Copy over the stretch of entries from the line containing "class=woman's long dark hair" through the end of the entries, class lines included, and add 56 to every bounding box coordinate.

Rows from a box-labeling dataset
-.-.-
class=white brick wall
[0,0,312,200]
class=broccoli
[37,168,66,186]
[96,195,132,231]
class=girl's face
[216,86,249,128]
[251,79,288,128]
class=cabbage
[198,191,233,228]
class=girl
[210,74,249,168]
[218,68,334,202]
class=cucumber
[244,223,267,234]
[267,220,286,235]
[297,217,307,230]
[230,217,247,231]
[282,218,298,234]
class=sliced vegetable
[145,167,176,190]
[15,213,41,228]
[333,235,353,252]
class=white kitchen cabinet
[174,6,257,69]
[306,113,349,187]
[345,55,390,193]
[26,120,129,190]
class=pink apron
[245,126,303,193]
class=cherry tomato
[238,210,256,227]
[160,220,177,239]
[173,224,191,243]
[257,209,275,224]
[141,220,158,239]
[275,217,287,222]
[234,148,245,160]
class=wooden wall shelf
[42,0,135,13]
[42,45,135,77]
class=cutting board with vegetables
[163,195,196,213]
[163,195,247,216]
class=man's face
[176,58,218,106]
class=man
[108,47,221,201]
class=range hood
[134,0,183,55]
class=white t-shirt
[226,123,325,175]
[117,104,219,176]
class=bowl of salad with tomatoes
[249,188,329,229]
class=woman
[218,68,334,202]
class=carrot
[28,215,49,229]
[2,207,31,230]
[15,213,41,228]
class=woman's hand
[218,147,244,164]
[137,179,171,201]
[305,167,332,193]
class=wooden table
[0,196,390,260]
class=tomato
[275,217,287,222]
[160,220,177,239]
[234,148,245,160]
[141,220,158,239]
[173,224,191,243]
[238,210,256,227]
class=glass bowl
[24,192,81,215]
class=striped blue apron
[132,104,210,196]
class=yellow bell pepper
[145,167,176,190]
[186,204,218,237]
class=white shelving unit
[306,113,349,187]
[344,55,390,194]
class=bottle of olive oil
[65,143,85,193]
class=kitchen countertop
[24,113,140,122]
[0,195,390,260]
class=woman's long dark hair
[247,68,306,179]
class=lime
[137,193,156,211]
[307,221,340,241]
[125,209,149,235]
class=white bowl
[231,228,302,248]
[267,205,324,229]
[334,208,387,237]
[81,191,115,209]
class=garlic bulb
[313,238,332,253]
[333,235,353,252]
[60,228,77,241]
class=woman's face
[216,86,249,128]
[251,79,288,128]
-.-.-
ANSWER TO THIS EXERCISE ▸
class=woman's long dark hair
[303,124,362,235]
class=lime
[193,249,212,267]
[363,277,396,297]
[181,265,205,291]
class=white bowl
[287,284,358,304]
[323,261,380,285]
[390,264,443,293]
[137,247,171,265]
class=garlic bulb
[369,294,388,309]
[389,291,409,308]
[116,284,133,297]
class=woman's face
[272,142,305,184]
[307,135,344,184]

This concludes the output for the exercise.